== PROMPT 1 ==
Reproduce word for word the listing, from its first line through the line containing "task: trace the outline of every instance of the paving".

== TEXT ==

###

Re: runout problem with sizer die
You didn't say which neck sizer, the Competition or the Type 'S' die. I've used the Competition dies in .223 and .220 Swift, and had no problems, since I normally neck turned the cases being used. I'd end up w/ loaded rounds w/ about 1-2 thou runout, ususally less. On the other hand, when I picked up my 700VS in .308 Win, I got a Type 'S' die, since in all honesty, I for one don't ever use the micrometer set on the Competition die once it's been set up initially. I was getting up to 10 thou run out on loaded rounds, and eventually backtracked the problem to the neck sizer giving me at least 4-5 thou at the neck, which for a variety of reasons ended up magnified on the loaded round runout. I had the standard sizing button, but even w/o it, I still got what I considered too much runout. Redding gave me some song and dance about sizing the brass down too much because of a sloppy factory chamber causing the runout. Yada yada yada.
My solution? It sounds hokey (and feels cheap as hell), but the Lee Collet die saved the day for me. I inadvertently ordered the whole 3 die set, but just the collet die costs something like $16 or so. I figured it was cheap enough to take a chance on.

###

(Contour annotation listing)
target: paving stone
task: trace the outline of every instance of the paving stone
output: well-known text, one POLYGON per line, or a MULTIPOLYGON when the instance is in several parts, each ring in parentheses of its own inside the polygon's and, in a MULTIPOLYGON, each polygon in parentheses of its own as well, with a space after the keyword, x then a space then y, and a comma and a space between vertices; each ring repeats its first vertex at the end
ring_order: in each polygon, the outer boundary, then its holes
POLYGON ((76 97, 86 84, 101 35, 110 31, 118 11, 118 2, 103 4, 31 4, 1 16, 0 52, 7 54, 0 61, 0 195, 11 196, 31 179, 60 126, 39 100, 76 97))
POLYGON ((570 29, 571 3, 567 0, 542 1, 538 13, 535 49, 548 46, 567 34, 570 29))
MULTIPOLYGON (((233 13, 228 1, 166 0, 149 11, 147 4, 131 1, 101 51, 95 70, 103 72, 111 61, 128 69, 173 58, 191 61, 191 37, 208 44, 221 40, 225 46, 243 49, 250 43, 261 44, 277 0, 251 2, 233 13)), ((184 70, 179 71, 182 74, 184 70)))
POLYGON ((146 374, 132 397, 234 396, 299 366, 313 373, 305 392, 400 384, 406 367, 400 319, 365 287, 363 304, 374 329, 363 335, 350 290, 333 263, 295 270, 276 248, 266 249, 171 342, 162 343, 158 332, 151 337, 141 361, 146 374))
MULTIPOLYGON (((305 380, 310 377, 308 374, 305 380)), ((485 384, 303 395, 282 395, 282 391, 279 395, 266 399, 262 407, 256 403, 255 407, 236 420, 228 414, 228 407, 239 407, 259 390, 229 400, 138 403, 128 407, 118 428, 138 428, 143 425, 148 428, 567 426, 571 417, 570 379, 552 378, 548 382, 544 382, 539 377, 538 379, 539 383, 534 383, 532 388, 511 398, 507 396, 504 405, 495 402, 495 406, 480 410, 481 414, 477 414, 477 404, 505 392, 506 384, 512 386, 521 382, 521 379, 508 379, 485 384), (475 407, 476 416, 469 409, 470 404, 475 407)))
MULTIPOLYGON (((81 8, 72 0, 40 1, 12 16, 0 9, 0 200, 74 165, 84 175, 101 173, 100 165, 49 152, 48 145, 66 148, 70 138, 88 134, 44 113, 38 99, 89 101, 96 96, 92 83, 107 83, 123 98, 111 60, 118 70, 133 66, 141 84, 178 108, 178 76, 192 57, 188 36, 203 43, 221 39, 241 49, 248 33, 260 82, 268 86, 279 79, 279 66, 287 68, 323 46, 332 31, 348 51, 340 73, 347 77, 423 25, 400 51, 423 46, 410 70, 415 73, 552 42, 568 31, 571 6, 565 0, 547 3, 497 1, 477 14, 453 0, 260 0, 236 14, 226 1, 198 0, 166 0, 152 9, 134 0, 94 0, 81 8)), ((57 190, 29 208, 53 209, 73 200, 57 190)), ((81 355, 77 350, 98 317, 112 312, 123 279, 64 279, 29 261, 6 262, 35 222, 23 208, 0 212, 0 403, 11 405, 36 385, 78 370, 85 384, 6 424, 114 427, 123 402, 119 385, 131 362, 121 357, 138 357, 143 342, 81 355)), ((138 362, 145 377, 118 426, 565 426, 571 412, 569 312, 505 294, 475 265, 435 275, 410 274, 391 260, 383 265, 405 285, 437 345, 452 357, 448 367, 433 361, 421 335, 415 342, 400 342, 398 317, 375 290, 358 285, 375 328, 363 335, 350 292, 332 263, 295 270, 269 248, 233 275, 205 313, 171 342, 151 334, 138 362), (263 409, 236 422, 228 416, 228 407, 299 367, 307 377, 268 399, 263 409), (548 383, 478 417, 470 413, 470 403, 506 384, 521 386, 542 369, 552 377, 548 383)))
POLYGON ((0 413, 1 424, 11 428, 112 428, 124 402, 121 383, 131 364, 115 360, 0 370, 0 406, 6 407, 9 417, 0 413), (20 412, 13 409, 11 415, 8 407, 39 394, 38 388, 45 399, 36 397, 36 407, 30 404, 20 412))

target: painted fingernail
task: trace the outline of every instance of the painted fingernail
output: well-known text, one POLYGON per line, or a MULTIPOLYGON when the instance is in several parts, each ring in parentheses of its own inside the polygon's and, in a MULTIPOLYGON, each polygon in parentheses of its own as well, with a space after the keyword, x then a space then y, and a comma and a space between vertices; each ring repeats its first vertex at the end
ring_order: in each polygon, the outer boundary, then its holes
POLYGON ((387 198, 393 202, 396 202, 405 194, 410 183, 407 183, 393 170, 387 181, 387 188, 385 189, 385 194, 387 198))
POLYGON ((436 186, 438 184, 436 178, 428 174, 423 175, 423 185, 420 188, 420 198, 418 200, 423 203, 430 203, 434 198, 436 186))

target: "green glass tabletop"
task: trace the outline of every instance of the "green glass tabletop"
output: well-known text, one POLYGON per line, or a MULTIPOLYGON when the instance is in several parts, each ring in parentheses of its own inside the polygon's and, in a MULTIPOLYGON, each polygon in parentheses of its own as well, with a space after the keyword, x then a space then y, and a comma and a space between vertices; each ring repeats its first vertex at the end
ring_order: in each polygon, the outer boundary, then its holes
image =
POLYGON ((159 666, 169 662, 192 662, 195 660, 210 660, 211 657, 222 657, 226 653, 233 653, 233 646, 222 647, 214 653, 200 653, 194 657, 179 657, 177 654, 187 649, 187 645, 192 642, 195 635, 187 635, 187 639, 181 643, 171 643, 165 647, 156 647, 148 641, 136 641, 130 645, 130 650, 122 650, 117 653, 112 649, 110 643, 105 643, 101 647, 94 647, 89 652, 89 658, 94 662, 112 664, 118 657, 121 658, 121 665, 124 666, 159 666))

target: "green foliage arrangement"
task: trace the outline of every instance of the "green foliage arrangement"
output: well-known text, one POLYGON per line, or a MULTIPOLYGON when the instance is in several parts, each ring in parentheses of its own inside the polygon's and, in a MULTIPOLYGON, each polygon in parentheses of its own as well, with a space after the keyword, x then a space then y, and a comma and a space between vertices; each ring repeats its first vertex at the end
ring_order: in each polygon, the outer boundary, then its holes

###

== PROMPT 2 ==
Quote the entire post about runout from a neck sizer die, word for word.

== TASK OUTPUT 1 ==
target: paving stone
task: trace the outline of every instance of the paving stone

== TASK OUTPUT 2 ==
Re: runout problem with sizer die
You didn't say which neck sizer, the Competition or the Type 'S' die. I've used the Competition dies in .223 and .220 Swift, and had no problems, since I normally neck turned the cases being used. I'd end up w/ loaded rounds w/ about 1-2 thou runout, ususally less. On the other hand, when I picked up my 700VS in .308 Win, I got a Type 'S' die, since in all honesty, I for one don't ever use the micrometer set on the Competition die once it's been set up initially. I was getting up to 10 thou run out on loaded rounds, and eventually backtracked the problem to the neck sizer giving me at least 4-5 thou at the neck, which for a variety of reasons ended up magnified on the loaded round runout. I had the standard sizing button, but even w/o it, I still got what I considered too much runout. Redding gave me some song and dance about sizing the brass down too much because of a sloppy factory chamber causing the runout. Yada yada yada.
My solution? It sounds hokey (and feels cheap as hell), but the Lee Collet die saved the day for me. I inadvertently ordered the whole 3 die set, but just the collet die costs something like $16 or so. I figured it was cheap enough to take a chance on.